-------- 给定信息

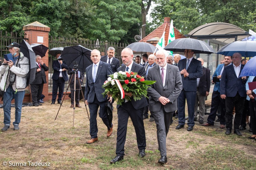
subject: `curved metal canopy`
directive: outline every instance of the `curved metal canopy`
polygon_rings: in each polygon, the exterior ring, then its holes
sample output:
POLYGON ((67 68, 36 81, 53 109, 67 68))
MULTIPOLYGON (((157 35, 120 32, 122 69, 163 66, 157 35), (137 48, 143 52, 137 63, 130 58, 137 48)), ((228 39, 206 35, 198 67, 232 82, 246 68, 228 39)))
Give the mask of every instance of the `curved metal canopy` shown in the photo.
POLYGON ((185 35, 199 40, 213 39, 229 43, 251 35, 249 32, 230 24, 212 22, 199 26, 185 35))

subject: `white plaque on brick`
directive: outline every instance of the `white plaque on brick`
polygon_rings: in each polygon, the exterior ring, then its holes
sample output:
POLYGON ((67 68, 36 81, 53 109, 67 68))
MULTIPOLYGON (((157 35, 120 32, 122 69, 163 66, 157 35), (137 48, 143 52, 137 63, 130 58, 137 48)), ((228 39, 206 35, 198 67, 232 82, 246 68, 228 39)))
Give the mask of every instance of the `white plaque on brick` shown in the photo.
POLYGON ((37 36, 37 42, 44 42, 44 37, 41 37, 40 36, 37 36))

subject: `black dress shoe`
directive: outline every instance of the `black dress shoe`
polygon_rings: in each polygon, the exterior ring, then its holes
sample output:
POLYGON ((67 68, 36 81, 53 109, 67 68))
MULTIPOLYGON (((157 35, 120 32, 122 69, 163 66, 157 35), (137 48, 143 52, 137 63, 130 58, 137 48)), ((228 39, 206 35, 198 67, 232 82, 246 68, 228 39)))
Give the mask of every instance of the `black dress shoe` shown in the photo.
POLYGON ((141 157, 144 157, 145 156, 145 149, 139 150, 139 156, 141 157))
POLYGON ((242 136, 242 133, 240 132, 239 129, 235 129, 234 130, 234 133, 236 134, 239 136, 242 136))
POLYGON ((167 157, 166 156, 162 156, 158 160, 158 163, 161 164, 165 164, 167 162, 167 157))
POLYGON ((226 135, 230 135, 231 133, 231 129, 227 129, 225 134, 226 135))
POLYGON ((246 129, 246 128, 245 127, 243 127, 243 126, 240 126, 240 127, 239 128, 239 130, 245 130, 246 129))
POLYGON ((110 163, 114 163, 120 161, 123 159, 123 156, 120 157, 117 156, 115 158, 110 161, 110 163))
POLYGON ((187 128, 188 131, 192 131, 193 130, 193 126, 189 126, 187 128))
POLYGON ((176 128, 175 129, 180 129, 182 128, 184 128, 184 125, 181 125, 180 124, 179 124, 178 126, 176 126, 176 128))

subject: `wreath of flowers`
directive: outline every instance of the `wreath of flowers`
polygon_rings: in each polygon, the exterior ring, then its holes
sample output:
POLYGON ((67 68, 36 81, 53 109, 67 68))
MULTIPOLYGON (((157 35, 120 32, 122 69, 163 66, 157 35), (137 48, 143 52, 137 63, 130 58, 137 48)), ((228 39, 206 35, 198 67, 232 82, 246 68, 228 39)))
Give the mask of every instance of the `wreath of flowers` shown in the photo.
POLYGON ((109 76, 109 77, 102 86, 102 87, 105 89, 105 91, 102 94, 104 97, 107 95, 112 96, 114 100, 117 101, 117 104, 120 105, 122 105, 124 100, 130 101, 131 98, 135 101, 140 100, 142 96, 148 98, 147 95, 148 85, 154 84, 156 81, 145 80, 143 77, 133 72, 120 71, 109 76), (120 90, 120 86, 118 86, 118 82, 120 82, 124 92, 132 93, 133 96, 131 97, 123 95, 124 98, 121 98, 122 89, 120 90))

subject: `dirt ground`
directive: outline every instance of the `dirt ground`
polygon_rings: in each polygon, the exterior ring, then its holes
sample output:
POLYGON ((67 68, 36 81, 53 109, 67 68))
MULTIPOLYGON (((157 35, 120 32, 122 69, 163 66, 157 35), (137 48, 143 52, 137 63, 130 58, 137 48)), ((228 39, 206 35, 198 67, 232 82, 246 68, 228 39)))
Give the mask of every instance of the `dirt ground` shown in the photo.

----------------

= 练习目标 =
能把上面的全部记录一字不改地抄写一遍吗？答案里不要放图片。

= 练习解答 =
subject: `curved metal canopy`
directive: outline every instance of the `curved metal canopy`
polygon_rings: in each polygon, the exterior ring, then its holes
sample output:
POLYGON ((67 68, 36 81, 53 109, 67 68))
MULTIPOLYGON (((157 35, 120 32, 122 69, 163 66, 157 35), (137 48, 143 52, 137 63, 130 58, 137 48)), ((228 39, 206 35, 198 67, 232 82, 246 68, 228 39)))
Give the mask of every instance of the `curved metal canopy` shown in the photo.
POLYGON ((185 35, 199 40, 213 39, 229 43, 251 35, 249 32, 230 24, 212 22, 199 26, 185 35))

subject: `white plaque on brick`
directive: outline every instance of the `white plaque on brick`
polygon_rings: in each polygon, the exterior ring, then its holes
sample output:
POLYGON ((67 68, 36 81, 53 109, 67 68))
MULTIPOLYGON (((157 35, 120 32, 122 69, 163 66, 157 35), (137 48, 143 52, 137 63, 130 58, 137 48)), ((228 39, 206 35, 198 67, 232 82, 246 68, 228 39)))
Give the mask of every instance of the `white plaque on brick` shown in the photo.
POLYGON ((37 36, 37 42, 44 42, 44 37, 41 37, 40 36, 37 36))

subject: `black dress shoe`
directive: outline every instance of the `black dress shoe`
polygon_rings: in each polygon, the exterior ring, then its holes
sample output:
POLYGON ((67 68, 36 81, 53 109, 67 68))
MULTIPOLYGON (((157 35, 120 32, 122 69, 163 66, 157 35), (137 48, 143 52, 137 63, 130 58, 137 48)), ((228 39, 206 35, 198 67, 232 82, 246 68, 228 39)))
Give the mask of every instance of the `black dress shoe` shown in the photo.
POLYGON ((141 157, 144 157, 145 156, 145 149, 139 150, 139 156, 141 157))
POLYGON ((242 136, 242 133, 240 132, 239 129, 235 129, 234 130, 234 133, 236 134, 239 136, 242 136))
POLYGON ((167 157, 166 156, 162 156, 158 160, 158 163, 161 164, 165 164, 167 162, 167 157))
POLYGON ((226 135, 230 135, 231 133, 231 129, 227 129, 225 134, 226 135))
POLYGON ((246 129, 246 128, 245 127, 243 127, 243 126, 240 126, 240 127, 239 128, 239 130, 245 130, 246 129))
POLYGON ((110 163, 114 163, 120 161, 123 159, 123 156, 120 157, 117 156, 115 158, 110 161, 110 163))
POLYGON ((187 128, 188 131, 192 131, 193 130, 193 126, 189 126, 187 128))
POLYGON ((176 128, 175 129, 180 129, 182 128, 184 128, 184 125, 181 125, 180 124, 179 124, 178 126, 176 126, 176 128))

subject: `wreath of flowers`
directive: outline every instance of the `wreath of flowers`
polygon_rings: in each polygon, the exterior ring, then its holes
sample output:
POLYGON ((67 68, 36 81, 53 109, 67 68))
MULTIPOLYGON (((157 35, 120 32, 122 69, 163 66, 157 35), (137 48, 143 52, 137 63, 130 58, 137 48)), ((228 39, 206 35, 198 67, 232 82, 246 68, 228 39)))
Give the mask of every instance of the `wreath of flowers` shown in the photo.
POLYGON ((109 76, 109 77, 102 86, 102 87, 105 89, 105 91, 102 94, 104 97, 107 95, 112 96, 114 100, 117 101, 117 104, 120 105, 122 105, 124 100, 130 101, 131 98, 135 101, 140 100, 142 96, 148 98, 147 95, 148 85, 154 84, 156 81, 145 80, 143 77, 133 72, 120 71, 109 76), (120 90, 120 86, 118 86, 118 82, 120 82, 124 92, 132 93, 133 96, 131 97, 123 95, 124 98, 121 98, 122 89, 120 90))

subject: `dirt ground`
directive: outline every instance of the `dirt ground`
polygon_rings: in each polygon, the exterior ring, then its holes
sample output:
POLYGON ((67 68, 36 81, 53 109, 67 68))
MULTIPOLYGON (((157 35, 120 32, 122 69, 163 66, 157 35), (137 48, 143 52, 137 63, 130 58, 137 48)), ((228 39, 206 35, 198 67, 232 82, 246 68, 228 39)))
Give the mask of every instance of the `dirt ground` shown in the photo.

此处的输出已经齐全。